» Tasks
1/ Retype the stretch from "I really don’t" through "they installed in?" in the GPU performance thread word for word.
2/ Extend the thread about the 9800 GTX's CUDA slowdown by picking up right after its last sentence.

» Provided passage
** start **

9800 GTX and CUDA performance problems Slower than 8800 GT in some cases

I really don’t understand what’s happening but I am seeing my 9800 GTX perform slower than an 8800 GT on some of my tests. In some cases it can take almost twice as long to complete a task! In other tests it comes out much faster. I understood that the 9800 GTX was just an 8800 GTS 512 running at higher clock speeds - is that true? I’m using CUDA 1.1. Any help would be much appreciated.

Can you say more about your setup?:

  • Are both cards in the same computer?
  • Which PCI-Express slots are they installed in?
  • Do you know if your kernels are compute-bound or memory bound?
  • If memory bound, what does bandwidthTest in the SDK report for the two cards?

I have been swapping the cards in and out of the same slot in the same computer. Its a 16X PCI-E 2.0 slot on an i5400-based motherboard. Actually I’ve also tried it on another PC with a 16X PCI-E 1.0 slot on an old nForce4-based motherboard with similar results.

** end **

» Data section
** start **

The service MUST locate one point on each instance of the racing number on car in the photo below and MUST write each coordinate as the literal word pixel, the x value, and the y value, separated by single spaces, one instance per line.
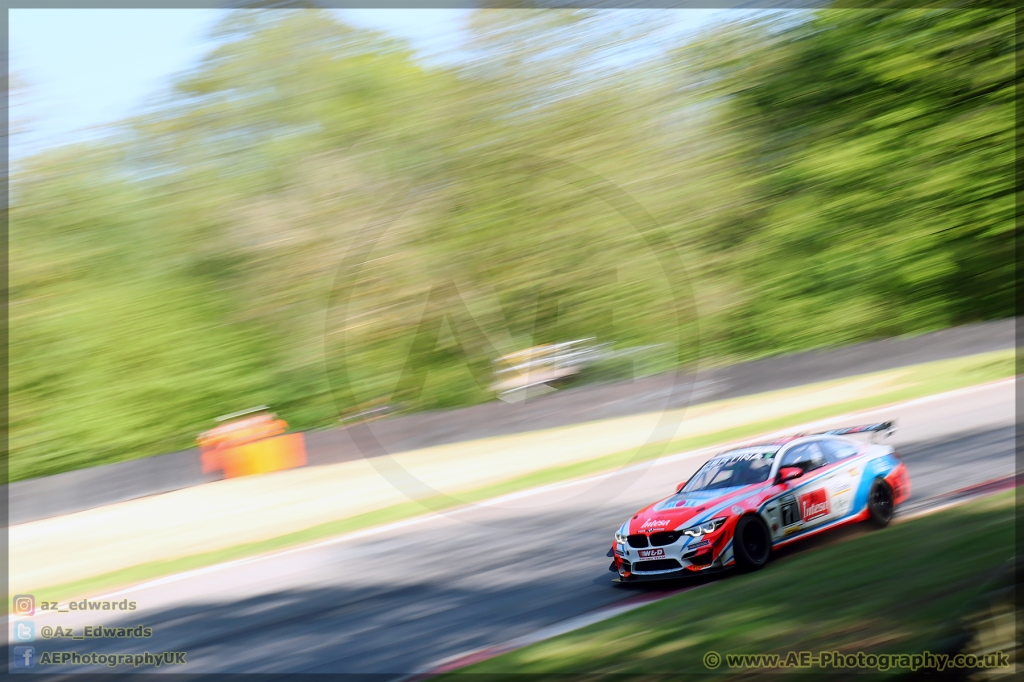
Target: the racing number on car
pixel 790 510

** end **

» Answers below
1/
I really don’t understand what’s happening but I am seeing my 9800 GTX perform slower than an 8800 GT on some of my tests. In some cases it can take almost twice as long to complete a task! In other tests it comes out much faster. I understood that the 9800 GTX was just an 8800 GTS 512 running at higher clock speeds - is that true? I’m using CUDA 1.1. Any help would be much appreciated.

Can you say more about your setup?:

  • Are both cards in the same computer?
  • Which PCI-Express slots are they installed in?

2/
I’m really not sure if they are memory bound or computation bound. They don’t do an awful lot of maths although there is a division (which is quite costly I believe). Otherwise its mostly just texture lookups (with bilinear filtering) and some coallesced reads and writes.

I’ll try the bandwidthTest.

But surely the 9800 GTX should basically be faster in every way shouldn’t it? There isn’t something wierd about the architecture I need to be aware of is there?

The only thing I can think of that might be important is that I found blocks of 512 (rather than 256 for instance) threads to perform best on the 8800 GT. Could this be my problem?

Yes, as far as I know, the 9800 GTX should be faster than the 8800 GT in all aspects: computation and memory transfer. However, I’ve seen a weird driver bug with CUDA 1.1 that mysteriously handicapped my 8800 GTX’s memory bandwidth until I started X.org. (CUDA 2.0 beta fixed this) I don’t think this is your problem, but I’m asking about the configuration mostly to narrow down the bug.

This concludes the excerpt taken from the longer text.